/---

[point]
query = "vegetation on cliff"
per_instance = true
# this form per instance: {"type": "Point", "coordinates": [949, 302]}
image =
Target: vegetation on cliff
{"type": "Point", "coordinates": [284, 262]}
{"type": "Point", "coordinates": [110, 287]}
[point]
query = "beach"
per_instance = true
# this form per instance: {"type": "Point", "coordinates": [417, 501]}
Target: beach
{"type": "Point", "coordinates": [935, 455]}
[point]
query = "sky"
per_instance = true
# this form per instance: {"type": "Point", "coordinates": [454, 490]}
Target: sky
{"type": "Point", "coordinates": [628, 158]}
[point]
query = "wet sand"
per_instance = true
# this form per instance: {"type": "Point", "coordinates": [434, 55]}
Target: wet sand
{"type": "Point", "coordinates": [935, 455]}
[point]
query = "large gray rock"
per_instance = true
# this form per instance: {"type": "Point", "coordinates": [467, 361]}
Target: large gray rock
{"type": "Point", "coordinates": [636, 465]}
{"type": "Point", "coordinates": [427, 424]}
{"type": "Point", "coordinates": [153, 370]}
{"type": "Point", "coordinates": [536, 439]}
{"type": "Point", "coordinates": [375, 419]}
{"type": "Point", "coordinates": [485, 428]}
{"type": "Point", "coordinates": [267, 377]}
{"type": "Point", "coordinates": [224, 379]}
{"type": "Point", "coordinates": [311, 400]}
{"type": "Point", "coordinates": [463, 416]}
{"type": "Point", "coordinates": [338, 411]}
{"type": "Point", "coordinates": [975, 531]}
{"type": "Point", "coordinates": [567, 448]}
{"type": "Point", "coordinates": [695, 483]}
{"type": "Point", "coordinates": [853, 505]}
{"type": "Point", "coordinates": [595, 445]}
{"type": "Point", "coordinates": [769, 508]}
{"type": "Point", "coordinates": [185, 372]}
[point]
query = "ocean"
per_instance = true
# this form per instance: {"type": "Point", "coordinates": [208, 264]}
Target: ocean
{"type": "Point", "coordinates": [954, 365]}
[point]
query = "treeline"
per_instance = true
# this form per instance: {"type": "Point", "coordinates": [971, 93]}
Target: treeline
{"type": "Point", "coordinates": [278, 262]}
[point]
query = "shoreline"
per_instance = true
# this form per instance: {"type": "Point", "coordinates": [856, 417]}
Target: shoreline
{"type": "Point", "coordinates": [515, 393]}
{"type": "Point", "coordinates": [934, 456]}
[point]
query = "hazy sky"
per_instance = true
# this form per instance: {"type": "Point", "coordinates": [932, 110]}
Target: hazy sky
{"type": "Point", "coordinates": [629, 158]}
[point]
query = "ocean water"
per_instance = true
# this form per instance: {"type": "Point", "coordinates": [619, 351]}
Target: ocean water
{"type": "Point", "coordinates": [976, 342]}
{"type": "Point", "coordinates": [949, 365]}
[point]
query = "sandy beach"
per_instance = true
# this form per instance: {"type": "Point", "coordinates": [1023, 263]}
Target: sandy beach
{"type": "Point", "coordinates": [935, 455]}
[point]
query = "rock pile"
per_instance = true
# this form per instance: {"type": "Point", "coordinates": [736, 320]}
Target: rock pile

\---

**Your assignment:** The expected answer is each line of the records above that includes the string "query".

**Task response:**
query = "vegetation on cliff"
query = "beach"
query = "sky"
query = "wet sand"
query = "large gray rock"
query = "ocean"
query = "treeline"
query = "shoreline"
query = "hazy sky"
query = "ocean water"
query = "sandy beach"
query = "rock pile"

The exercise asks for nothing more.